Could you copy the lines below word for word, leaving the pictures out of your copy?

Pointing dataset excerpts

= = = = = = =

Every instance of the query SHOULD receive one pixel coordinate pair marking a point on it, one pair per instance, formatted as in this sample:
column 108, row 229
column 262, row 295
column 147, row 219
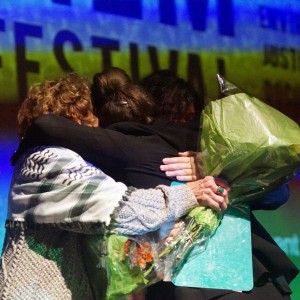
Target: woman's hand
column 183, row 167
column 211, row 191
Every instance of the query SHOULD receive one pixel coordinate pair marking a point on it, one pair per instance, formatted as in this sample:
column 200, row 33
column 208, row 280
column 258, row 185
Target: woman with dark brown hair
column 116, row 98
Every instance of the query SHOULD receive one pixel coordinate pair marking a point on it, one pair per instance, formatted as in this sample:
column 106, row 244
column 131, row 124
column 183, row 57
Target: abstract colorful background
column 255, row 44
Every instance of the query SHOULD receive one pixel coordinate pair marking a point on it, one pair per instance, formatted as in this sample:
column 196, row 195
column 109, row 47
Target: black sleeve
column 102, row 147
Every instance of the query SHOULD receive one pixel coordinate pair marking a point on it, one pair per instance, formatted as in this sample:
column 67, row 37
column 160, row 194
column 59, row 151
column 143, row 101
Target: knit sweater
column 56, row 198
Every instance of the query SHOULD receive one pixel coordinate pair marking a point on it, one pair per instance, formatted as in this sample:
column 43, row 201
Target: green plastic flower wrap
column 130, row 265
column 244, row 141
column 251, row 145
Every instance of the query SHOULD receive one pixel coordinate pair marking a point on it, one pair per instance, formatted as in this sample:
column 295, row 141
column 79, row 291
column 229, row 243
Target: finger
column 176, row 159
column 186, row 178
column 187, row 154
column 177, row 167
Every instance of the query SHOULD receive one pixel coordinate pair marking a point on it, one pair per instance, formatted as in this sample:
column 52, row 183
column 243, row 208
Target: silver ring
column 220, row 189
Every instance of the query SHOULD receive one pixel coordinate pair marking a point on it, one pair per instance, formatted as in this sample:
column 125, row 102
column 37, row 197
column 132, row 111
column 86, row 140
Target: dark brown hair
column 117, row 98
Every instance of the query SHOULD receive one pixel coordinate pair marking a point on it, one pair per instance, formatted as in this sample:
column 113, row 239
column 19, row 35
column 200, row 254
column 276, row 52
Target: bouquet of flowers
column 252, row 146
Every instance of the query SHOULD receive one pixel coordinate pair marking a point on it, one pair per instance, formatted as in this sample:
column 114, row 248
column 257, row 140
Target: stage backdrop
column 255, row 44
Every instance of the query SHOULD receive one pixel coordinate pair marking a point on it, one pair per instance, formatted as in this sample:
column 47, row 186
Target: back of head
column 68, row 96
column 117, row 98
column 175, row 98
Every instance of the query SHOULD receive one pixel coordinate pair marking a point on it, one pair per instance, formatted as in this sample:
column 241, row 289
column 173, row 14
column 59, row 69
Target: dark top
column 132, row 153
column 129, row 152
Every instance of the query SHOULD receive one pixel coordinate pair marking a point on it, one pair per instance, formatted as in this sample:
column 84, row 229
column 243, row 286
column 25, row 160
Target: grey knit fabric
column 43, row 264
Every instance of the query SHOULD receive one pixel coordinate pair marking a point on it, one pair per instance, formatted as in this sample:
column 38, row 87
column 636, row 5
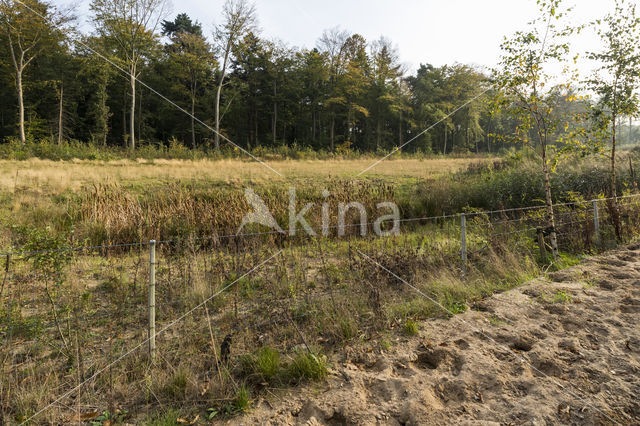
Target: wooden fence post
column 152, row 299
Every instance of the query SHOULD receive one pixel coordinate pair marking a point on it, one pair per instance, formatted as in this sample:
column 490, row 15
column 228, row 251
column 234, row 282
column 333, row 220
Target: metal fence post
column 152, row 299
column 463, row 240
column 596, row 222
column 541, row 244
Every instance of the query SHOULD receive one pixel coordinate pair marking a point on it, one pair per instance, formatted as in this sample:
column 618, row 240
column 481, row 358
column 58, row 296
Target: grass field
column 55, row 175
column 66, row 315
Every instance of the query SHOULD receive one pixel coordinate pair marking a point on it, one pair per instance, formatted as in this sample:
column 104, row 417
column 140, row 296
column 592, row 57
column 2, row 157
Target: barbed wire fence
column 72, row 312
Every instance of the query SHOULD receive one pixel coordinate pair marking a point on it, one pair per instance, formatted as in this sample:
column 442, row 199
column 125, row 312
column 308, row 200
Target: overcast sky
column 425, row 31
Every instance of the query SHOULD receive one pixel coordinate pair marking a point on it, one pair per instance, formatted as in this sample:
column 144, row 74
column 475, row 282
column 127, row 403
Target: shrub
column 307, row 366
column 410, row 327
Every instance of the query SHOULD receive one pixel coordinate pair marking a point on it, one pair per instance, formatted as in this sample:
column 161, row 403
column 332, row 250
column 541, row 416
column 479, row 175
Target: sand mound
column 564, row 350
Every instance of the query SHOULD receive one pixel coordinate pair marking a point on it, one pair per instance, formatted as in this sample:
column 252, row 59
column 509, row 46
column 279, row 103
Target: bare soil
column 564, row 349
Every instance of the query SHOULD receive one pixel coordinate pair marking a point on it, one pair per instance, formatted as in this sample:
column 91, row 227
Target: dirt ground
column 560, row 350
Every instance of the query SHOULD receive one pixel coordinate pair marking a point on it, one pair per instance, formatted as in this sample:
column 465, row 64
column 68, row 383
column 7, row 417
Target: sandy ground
column 562, row 350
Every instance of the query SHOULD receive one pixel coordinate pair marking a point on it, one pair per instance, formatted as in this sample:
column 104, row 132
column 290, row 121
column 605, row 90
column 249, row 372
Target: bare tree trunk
column 551, row 223
column 193, row 113
column 313, row 128
column 217, row 135
column 275, row 111
column 400, row 141
column 23, row 137
column 60, row 114
column 444, row 148
column 613, row 190
column 332, row 132
column 132, row 113
column 124, row 117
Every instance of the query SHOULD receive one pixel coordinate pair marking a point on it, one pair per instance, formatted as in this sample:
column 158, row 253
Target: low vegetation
column 66, row 315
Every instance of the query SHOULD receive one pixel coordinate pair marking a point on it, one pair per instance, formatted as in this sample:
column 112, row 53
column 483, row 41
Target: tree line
column 139, row 76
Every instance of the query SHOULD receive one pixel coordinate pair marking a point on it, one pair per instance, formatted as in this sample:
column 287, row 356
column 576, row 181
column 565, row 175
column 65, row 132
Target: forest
column 140, row 77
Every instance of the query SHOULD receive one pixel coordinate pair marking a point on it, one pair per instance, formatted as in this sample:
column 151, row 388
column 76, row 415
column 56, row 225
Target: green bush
column 307, row 366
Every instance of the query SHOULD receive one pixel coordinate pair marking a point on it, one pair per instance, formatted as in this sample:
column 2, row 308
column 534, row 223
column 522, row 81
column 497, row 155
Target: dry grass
column 35, row 173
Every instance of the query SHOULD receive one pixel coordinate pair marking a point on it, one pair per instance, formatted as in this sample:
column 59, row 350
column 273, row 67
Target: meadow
column 74, row 321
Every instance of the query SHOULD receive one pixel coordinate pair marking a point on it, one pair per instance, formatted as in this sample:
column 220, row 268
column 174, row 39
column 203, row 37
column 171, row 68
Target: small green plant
column 347, row 328
column 307, row 366
column 385, row 345
column 561, row 297
column 410, row 327
column 268, row 362
column 456, row 307
column 177, row 385
column 109, row 418
column 241, row 401
column 498, row 321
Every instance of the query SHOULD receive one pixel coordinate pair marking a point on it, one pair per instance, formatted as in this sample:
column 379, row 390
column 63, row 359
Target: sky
column 424, row 31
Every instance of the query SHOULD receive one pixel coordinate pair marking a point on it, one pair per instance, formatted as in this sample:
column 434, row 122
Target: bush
column 307, row 366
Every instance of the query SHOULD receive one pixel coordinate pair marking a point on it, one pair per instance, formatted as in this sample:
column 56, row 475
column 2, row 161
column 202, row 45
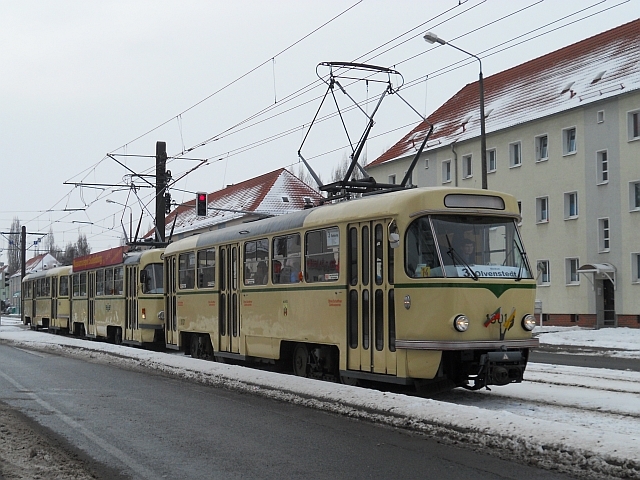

= = = = = = =

*FULL SOLUTION*.
Every instance of the query SHOULD receive one pixel coordinate pair marking a point on it, one pair per instance, formatted as in this sample:
column 108, row 229
column 262, row 295
column 147, row 219
Target: woman's hand
column 183, row 167
column 211, row 191
Every instance of the query SHOULD receive one pixel coordinate pair marking a point on it, one pair per instance, formatted as in this sample:
column 200, row 33
column 208, row 280
column 258, row 185
Target: woman with dark brown hair
column 116, row 98
Every instance of the query SHOULD receive one pixel coordinate pair marking a point on it, one pair per instance, formatted as in this sample:
column 106, row 244
column 131, row 124
column 183, row 57
Target: abstract colorful background
column 255, row 44
Every instance of the query SHOULD receive one pixel coordinate pair marking a point on it, one pair per instance, formatted as in this sample:
column 196, row 195
column 109, row 47
Target: black sleeve
column 102, row 147
Every instance of the query SHOULD receive one pixel coordinate pair marking a point on it, one pair per instance, formatted as in this sample:
column 67, row 37
column 160, row 194
column 59, row 151
column 143, row 101
Target: knit sweater
column 56, row 198
Every instance of the query SHOULD receive one pixel coordinate pair marking a point on it, one pair per instance, formatted as in this sample:
column 43, row 201
Target: green plastic flower wrap
column 130, row 265
column 244, row 141
column 251, row 145
Every instance of the query SHOULD receive one pixel coordinate pair marking a point on it, one pair per instance, formatted as in this sample:
column 295, row 141
column 79, row 291
column 229, row 243
Target: finger
column 176, row 159
column 186, row 178
column 187, row 154
column 177, row 167
Every instance of the query SHOULD receive one pixel coordinate pair marking a point on it, one pair per instance, formatted as in this sample:
column 52, row 183
column 243, row 208
Target: silver ring
column 220, row 189
Every instance of the query SHOULD receive one pixel coordinate pair marking a point on it, one pair per instance, formatted as in this sample:
column 125, row 102
column 37, row 197
column 132, row 111
column 86, row 140
Target: dark brown hair
column 117, row 98
Every instance of the query SHOULD receive one pixel coordinate pair marking a point on it, one pair per instance, formatted as in this sample:
column 113, row 239
column 19, row 35
column 200, row 254
column 276, row 52
Target: bouquet of flowers
column 252, row 146
Every instance of the query SHOULD receive one pixel coordinate pair marking a point on it, one pair per instance, formatted as in this sample:
column 114, row 248
column 257, row 140
Target: stage backdrop
column 255, row 44
Every instance of the query SHOULD receive one pixel coordinate pair marking a point on it, one pair per instance, formatted as in this sample:
column 47, row 186
Target: back of head
column 68, row 96
column 117, row 98
column 175, row 98
Every instance of the query SHOULD receive one pixel coordinate pair marking a point on it, one pair per instance, formatted as in this sample:
column 241, row 289
column 173, row 14
column 59, row 69
Target: dark top
column 132, row 153
column 129, row 152
Every instance of the query SHOULD receive one pixel coordinate pair marking a point on it, one pair per instance, formatted as in this sample:
column 84, row 229
column 243, row 286
column 25, row 160
Target: grey knit fabric
column 43, row 264
Every instance of the query SHOULD receive one pixel coordinate pair marking a point on it, one pair per instance, formatted as in this sample:
column 38, row 87
column 636, row 5
Target: wooden fence post
column 152, row 299
Every instance of the query SHOULD receive one pixel coordinate pair marking a point on it, one pair per instance, formatted as in this sample:
column 490, row 15
column 228, row 251
column 234, row 282
column 333, row 220
Target: metal fence post
column 152, row 299
column 463, row 240
column 596, row 222
column 541, row 244
Every instance of the query SHOULD receive one pixel coordinate pair marking a point on it, one pair per instance, formatted as in this sample:
column 618, row 240
column 481, row 358
column 58, row 296
Target: grass field
column 55, row 175
column 66, row 315
Every instance of the query SHOULD receive one pixel coordinate pair marking a point on it, one pair per instance, formatted as in this sample:
column 104, row 417
column 140, row 296
column 592, row 57
column 2, row 157
Target: barbed wire fence
column 72, row 312
Every instance of the query SHOULD receive one pixel coordinate pair marking a point on it, one pair per instance, formatted as in this sample:
column 442, row 199
column 125, row 312
column 308, row 200
Target: overcast sky
column 425, row 31
Every instance of the query SHOULD receive one pixel coordinate pair marking a point on it, one pair per instance, formatted as in this sample:
column 144, row 74
column 475, row 282
column 127, row 403
Target: shrub
column 307, row 366
column 410, row 327
Every instance of the query SHOULD receive one pixel coordinate pair marking a point on it, one pair per instance, formatted as in this sample:
column 161, row 403
column 332, row 250
column 541, row 416
column 479, row 175
Target: sand mound
column 564, row 350
Every instance of the query SHOULD receive one pixel coordinate pair marking a point on it, one pair per instance, formatted as in this sample:
column 252, row 59
column 509, row 46
column 279, row 103
Target: bare soil
column 564, row 349
Every instance of the query SHOULD receive one pixel coordinate pair marking a point on it, one pair per instance, formatted as in this sample:
column 91, row 227
Target: dirt ground
column 560, row 350
Every instance of the query SHOULD receive one pixel coordinate pair marking a point on it, one pair per instance, formatted as in this sample:
column 465, row 64
column 68, row 383
column 7, row 417
Target: sandy ground
column 562, row 350
Every instance of the query SHOULD receive one pixel coordinate pair marking a point on it, one pair per instance, formatted as in this sample:
column 104, row 132
column 290, row 121
column 605, row 90
column 249, row 372
Target: bare tree trunk
column 551, row 223
column 193, row 113
column 313, row 128
column 217, row 135
column 275, row 111
column 400, row 141
column 23, row 137
column 60, row 114
column 444, row 148
column 613, row 190
column 332, row 132
column 132, row 113
column 124, row 117
Every instance of the query SHOULD receive one pixel coordinate pair marking a point on it, one pair per instance, formatted as in this sample:
column 158, row 253
Target: low vegetation
column 66, row 315
Every instance of the query SHOULD receive one pixel coordinate pair marking a point on it, one pair per instance, formatted as in this sample:
column 112, row 53
column 483, row 41
Target: tree line
column 139, row 76
Every instance of the query SHOULD receive one pixel coordinate pair marking a point on it, one pair per instance, formatted as in this sample:
column 287, row 356
column 576, row 181
column 565, row 175
column 65, row 132
Target: forest
column 140, row 77
Every instance of the query SHOULD receive one pixel coordinate pair marking a point on it, one pair per instance, formatted as in this sample:
column 151, row 388
column 76, row 415
column 56, row 225
Target: green bush
column 307, row 366
Every instance of the query SHOULD receive one pixel coordinate pair marking a point on it, one pair per instance, formatted as in this sample:
column 2, row 308
column 534, row 223
column 522, row 81
column 497, row 155
Target: dry grass
column 35, row 173
Every instance of the query SHOULD receive one pixel coordinate pair marking a point on it, one pair per instance, formatted as in this sample:
column 59, row 350
column 273, row 67
Target: meadow
column 74, row 321
Every instance of the query SHOULD receive one pixel coordinate pair marking a point on it, one pair per instance, formatted as in this sample:
column 220, row 268
column 174, row 39
column 203, row 37
column 171, row 68
Target: small green plant
column 347, row 328
column 307, row 366
column 385, row 345
column 561, row 297
column 410, row 327
column 268, row 362
column 456, row 307
column 177, row 385
column 109, row 418
column 241, row 401
column 498, row 321
Every instance of the query SHOULD receive one pixel coordinate pair marking a point on it, one pair per instance, formatted as in this sample:
column 379, row 390
column 63, row 359
Target: sky
column 424, row 31
Every instance of the query SHOULD receive one pixel coordinate pair marking a point on it, one pair per instance, formatted as in this sample:
column 434, row 122
Target: bush
column 307, row 366
Every instance of the query SHOULD receive one pixel coordinate pair marking a point on it, one pair per instance, formatted as in this sample:
column 56, row 475
column 2, row 161
column 202, row 45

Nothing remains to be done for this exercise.